--- Work to complete ---
1. In the text on pump seals, copy out the passage starting at "The non-contacting, dry-running" and ending at "seal chamber pressure.".
2. According to the text on pump seals, what is the vibration limit for the non-contacting, dry-running seal?
3. Translate this sentence from the text on pump seals into Spanish: "Non-contacting, gas lubricated seals can be used on a wide range of process liquids."

--- Reading text ---
_ _ _ _ _

Solutions to Common Problems

The operation of a single contacting seal would be difficult with any of the identified problems. A single contacting seal relies on cooling and lubrication from the process liquid being sealed. Any interruption in the cooling and lubrication processes will result in damage to the seal and leakage to the environment.

The non-contacting, dry-running seal is a solution to many of the problems identified by users. An installation to a pump is illustrated in Figure 2. This type of pump seal technology does not require the circulation of liquid for cooling. Instead, a static heat of an inert gas is used to pressurize the space between the seals. Nitrogen gas in normally used to create the barrier between the process liquid and the environment. The gas barrier pressure is normally 20 to 30 psi/1.4 to 2 bar above the seal chamber pressure. 
The spiral groove geometry of the seal face is responsible for lift-off and separation of the seal faces during operation. Since the seal faces are not in contact when the shaft is rotating, the only heat that is generated is that of the shearing gas. For normal pump speeds, a temperature rise at the seal face would be 2ºF to 4ºF/-17ºC, compared with several hundred degrees for a contacting seal. This results in a very attractive sealing technology for heat sensitive liquids and those liquids being pumped near their vapor pressure.
This technology represents a solution for those problems that effect cooling and lubrication at the seal faces. These have been identified as loss of seal flush, dry run, start-up without venting, low NPSH and cavitation. Cavitation will also result in the vibration of equipment. The vibration limit for this sealing concept is 0.4 in./s (10 mm/s).

Non-contacting, gas lubricated seals can be used on a wide range of process liquids. If the process fluid contains more than 6% solids by volume, consult John Crane Engineering with specific details about the liquid being sealed. Designs are available for liquids with a concentration of solids to 20% by volume.

_ _ _ _ _

(Saved entries)
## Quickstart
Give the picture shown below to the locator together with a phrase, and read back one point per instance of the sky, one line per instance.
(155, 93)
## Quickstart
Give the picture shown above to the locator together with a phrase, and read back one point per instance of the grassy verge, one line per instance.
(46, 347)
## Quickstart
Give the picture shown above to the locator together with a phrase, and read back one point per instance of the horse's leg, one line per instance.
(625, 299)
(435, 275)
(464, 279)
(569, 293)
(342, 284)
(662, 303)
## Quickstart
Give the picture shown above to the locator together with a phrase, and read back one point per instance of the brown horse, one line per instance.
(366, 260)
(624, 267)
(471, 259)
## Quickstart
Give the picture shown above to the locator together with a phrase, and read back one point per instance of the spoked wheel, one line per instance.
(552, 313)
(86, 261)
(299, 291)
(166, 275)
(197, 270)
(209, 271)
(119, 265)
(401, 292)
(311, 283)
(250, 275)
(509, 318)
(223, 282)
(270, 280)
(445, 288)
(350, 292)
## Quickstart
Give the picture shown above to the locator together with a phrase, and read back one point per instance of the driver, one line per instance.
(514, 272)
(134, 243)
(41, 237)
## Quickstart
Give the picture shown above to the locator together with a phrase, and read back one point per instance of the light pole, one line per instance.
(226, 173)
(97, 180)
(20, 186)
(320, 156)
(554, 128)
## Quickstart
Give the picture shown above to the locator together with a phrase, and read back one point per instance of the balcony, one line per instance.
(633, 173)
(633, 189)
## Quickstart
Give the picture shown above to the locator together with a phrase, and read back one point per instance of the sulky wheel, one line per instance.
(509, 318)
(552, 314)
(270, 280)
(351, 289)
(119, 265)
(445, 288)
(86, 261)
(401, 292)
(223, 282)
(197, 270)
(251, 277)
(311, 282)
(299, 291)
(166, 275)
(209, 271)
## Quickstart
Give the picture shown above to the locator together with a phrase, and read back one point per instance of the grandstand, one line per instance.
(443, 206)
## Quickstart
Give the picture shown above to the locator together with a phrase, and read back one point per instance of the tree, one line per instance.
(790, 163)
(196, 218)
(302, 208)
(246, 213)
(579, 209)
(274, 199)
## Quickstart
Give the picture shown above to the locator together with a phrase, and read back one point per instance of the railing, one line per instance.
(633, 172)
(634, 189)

_ _ _ _ _

--- Solutions to the exercise ---
1.
The non-contacting, dry-running seal is a solution to many of the problems identified by users. An installation to a pump is illustrated in Figure 2. This type of pump seal technology does not require the circulation of liquid for cooling. Instead, a static heat of an inert gas is used to pressurize the space between the seals. Nitrogen gas in normally used to create the barrier between the process liquid and the environment. The gas barrier pressure is normally 20 to 30 psi/1.4 to 2 bar above the seal chamber pressure.

2. 0.4 in./s (10 mm/s)

3. Los sellos sin contacto lubricados por gas pueden utilizarse en una amplia variedad de líquidos de proceso.